>>>>>

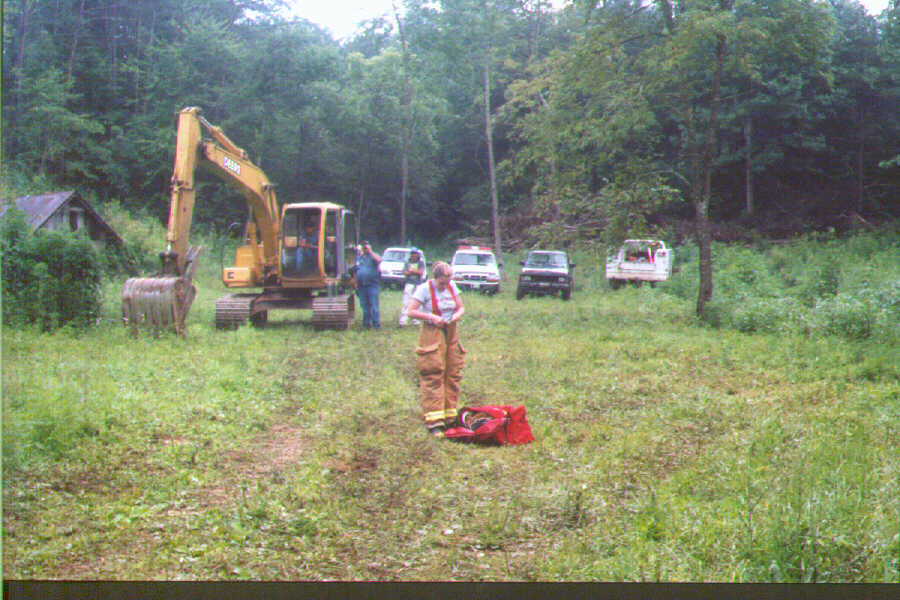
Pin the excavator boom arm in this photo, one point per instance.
(230, 163)
(165, 299)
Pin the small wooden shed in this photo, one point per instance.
(65, 209)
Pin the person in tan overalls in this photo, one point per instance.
(439, 355)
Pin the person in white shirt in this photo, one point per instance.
(440, 356)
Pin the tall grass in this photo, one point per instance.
(665, 449)
(847, 288)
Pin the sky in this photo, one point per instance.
(341, 17)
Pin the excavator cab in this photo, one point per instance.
(317, 244)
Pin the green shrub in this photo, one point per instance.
(768, 315)
(845, 316)
(51, 278)
(144, 236)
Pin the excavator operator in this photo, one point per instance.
(307, 247)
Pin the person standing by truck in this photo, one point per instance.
(368, 285)
(413, 269)
(440, 356)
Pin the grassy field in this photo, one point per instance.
(666, 449)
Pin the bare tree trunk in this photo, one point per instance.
(860, 175)
(748, 165)
(704, 236)
(74, 47)
(407, 126)
(488, 131)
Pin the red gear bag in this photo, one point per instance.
(491, 425)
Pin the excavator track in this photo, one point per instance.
(333, 312)
(157, 303)
(234, 310)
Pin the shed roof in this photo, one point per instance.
(38, 209)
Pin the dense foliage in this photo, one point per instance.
(818, 286)
(604, 117)
(51, 278)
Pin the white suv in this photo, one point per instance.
(474, 267)
(391, 266)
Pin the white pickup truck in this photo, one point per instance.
(638, 261)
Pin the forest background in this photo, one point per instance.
(603, 118)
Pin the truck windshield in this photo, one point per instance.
(481, 260)
(545, 260)
(395, 255)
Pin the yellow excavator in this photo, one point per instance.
(301, 255)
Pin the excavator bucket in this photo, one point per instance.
(157, 303)
(161, 302)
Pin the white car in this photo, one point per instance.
(475, 268)
(638, 261)
(391, 266)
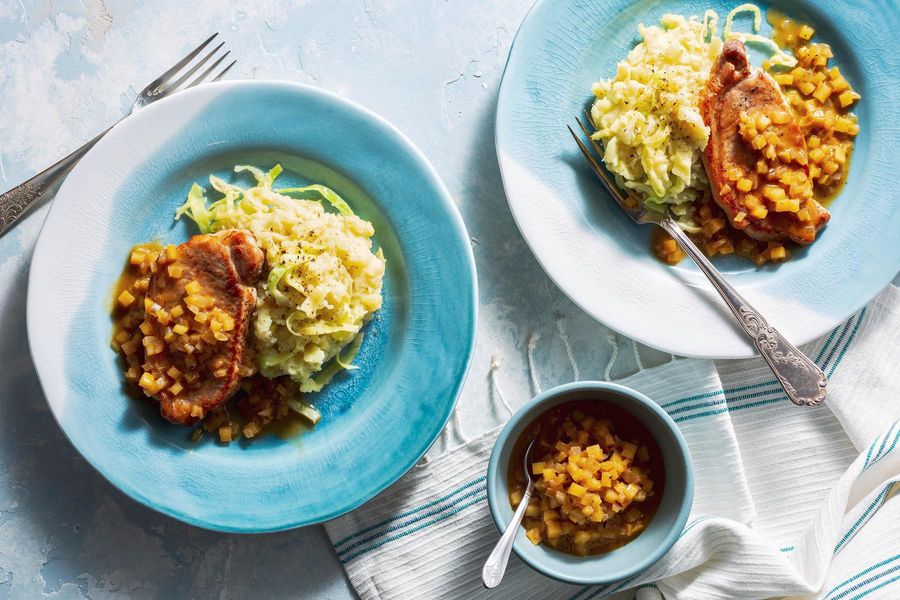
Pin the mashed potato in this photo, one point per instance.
(324, 281)
(647, 116)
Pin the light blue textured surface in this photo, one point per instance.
(575, 228)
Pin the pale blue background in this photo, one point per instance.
(70, 68)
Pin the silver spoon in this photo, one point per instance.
(495, 565)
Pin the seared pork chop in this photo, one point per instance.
(756, 156)
(200, 302)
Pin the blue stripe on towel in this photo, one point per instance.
(413, 511)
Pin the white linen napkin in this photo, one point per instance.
(781, 506)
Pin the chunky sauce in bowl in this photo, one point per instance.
(599, 477)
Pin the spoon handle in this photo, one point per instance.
(803, 381)
(495, 565)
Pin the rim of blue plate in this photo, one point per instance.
(457, 224)
(624, 397)
(743, 349)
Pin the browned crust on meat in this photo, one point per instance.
(226, 264)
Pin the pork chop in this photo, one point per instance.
(756, 156)
(199, 304)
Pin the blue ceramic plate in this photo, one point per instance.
(603, 261)
(666, 525)
(377, 421)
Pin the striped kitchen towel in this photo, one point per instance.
(789, 501)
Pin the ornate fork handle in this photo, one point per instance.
(17, 201)
(803, 381)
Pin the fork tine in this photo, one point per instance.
(225, 70)
(173, 86)
(164, 78)
(587, 154)
(211, 68)
(594, 143)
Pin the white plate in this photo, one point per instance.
(602, 260)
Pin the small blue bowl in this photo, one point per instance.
(664, 528)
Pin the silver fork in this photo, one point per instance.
(16, 202)
(803, 381)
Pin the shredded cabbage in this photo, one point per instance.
(647, 115)
(324, 279)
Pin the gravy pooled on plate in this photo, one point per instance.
(599, 477)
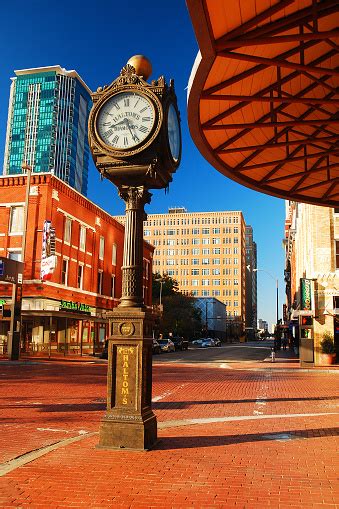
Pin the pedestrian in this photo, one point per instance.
(272, 354)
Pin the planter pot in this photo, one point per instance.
(327, 358)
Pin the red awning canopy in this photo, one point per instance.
(263, 95)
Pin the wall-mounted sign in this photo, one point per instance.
(306, 301)
(75, 307)
(11, 271)
(48, 258)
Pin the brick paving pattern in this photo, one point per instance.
(261, 438)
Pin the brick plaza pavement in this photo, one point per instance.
(256, 436)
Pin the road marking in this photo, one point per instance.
(10, 465)
(211, 420)
(167, 393)
(80, 432)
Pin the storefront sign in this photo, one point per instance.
(306, 294)
(11, 271)
(48, 258)
(77, 307)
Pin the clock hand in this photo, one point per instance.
(134, 136)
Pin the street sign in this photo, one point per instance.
(11, 271)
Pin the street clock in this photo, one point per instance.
(134, 130)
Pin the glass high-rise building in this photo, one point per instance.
(47, 124)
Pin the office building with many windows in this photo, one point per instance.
(204, 252)
(47, 125)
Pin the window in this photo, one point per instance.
(114, 254)
(80, 276)
(101, 248)
(68, 230)
(99, 286)
(16, 224)
(64, 272)
(82, 239)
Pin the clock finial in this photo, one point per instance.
(142, 65)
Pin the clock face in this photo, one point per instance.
(173, 132)
(125, 120)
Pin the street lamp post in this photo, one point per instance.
(277, 290)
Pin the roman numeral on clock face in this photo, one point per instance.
(109, 133)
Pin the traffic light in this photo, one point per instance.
(307, 321)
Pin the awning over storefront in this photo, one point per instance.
(263, 97)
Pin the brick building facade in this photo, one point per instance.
(312, 252)
(66, 312)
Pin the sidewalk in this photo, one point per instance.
(251, 435)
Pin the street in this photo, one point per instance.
(235, 352)
(239, 433)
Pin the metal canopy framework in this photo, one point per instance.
(263, 94)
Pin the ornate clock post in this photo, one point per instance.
(135, 139)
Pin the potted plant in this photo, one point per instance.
(327, 348)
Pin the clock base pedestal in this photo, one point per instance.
(129, 423)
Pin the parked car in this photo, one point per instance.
(180, 343)
(207, 342)
(166, 345)
(156, 347)
(197, 342)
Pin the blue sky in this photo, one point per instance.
(96, 39)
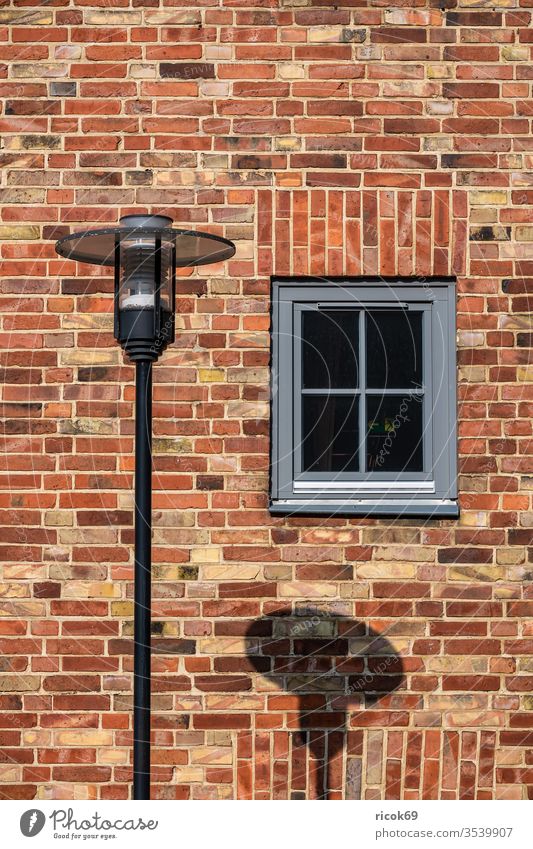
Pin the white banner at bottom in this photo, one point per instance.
(239, 825)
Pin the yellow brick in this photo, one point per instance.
(230, 573)
(14, 590)
(525, 373)
(211, 755)
(291, 72)
(210, 375)
(86, 321)
(206, 555)
(82, 589)
(188, 774)
(514, 52)
(476, 573)
(122, 608)
(388, 571)
(302, 589)
(440, 71)
(19, 232)
(83, 737)
(92, 357)
(488, 198)
(58, 518)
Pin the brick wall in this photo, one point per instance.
(364, 137)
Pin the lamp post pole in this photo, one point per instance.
(143, 579)
(144, 250)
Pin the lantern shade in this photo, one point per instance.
(98, 246)
(145, 251)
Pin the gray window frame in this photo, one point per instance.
(432, 492)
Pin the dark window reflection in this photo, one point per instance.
(330, 349)
(394, 434)
(330, 433)
(393, 349)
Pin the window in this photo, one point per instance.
(364, 397)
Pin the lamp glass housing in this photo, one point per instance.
(138, 285)
(145, 250)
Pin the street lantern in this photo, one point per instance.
(145, 251)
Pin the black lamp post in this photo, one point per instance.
(145, 251)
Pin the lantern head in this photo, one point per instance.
(145, 250)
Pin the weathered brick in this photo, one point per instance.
(327, 142)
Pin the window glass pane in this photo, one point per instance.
(393, 349)
(394, 433)
(330, 433)
(330, 349)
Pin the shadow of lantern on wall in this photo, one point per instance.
(331, 663)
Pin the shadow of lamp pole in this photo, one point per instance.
(311, 651)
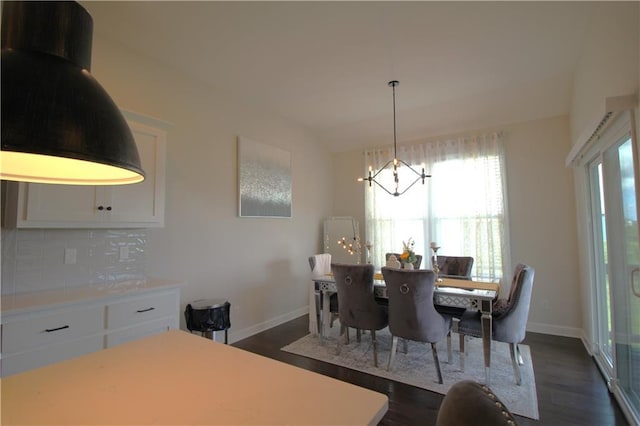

<<<<<

* _Problem to solve_
Please copy the material again, starting with the line containing "Pin the lamp post" and running through the end of the material, both ends included. Keep the requests, and multiply every point coordinate in the answers by 0.25, rounding to whole numbers with halves going up. Leave the pictures out and return only these lines.

* _Response to the exercise_
Pin the lamp post pole in this photo, one point per instance.
(36, 145)
(36, 63)
Pin the lantern shade in this photo, one point per instance.
(25, 62)
(36, 63)
Pin the gray window frame in this photo, one point per instance.
(108, 123)
Pin the dark window reflection in this photo, one point per instance.
(83, 87)
(99, 109)
(83, 108)
(98, 87)
Pin the window in this photo, one point per instance.
(91, 99)
Pin the lamp glass housing in this photo, one point per instance.
(35, 71)
(36, 63)
Pin the street lantern in this photo, one point per instance.
(36, 63)
Pin the black lamp post in this photo, one point per instance.
(36, 63)
Pin the lantern head in this photo, one point per instance.
(36, 63)
Pin the weathered brick in this photo, one point per instance.
(82, 36)
Pin the window glass pane in this photo, one point per instance.
(98, 87)
(99, 108)
(83, 108)
(83, 87)
Pin the shadow of lantern on wall in this photo, one point per instance.
(83, 166)
Pin the shadow of lamp pole in this photo, one point per instance.
(78, 163)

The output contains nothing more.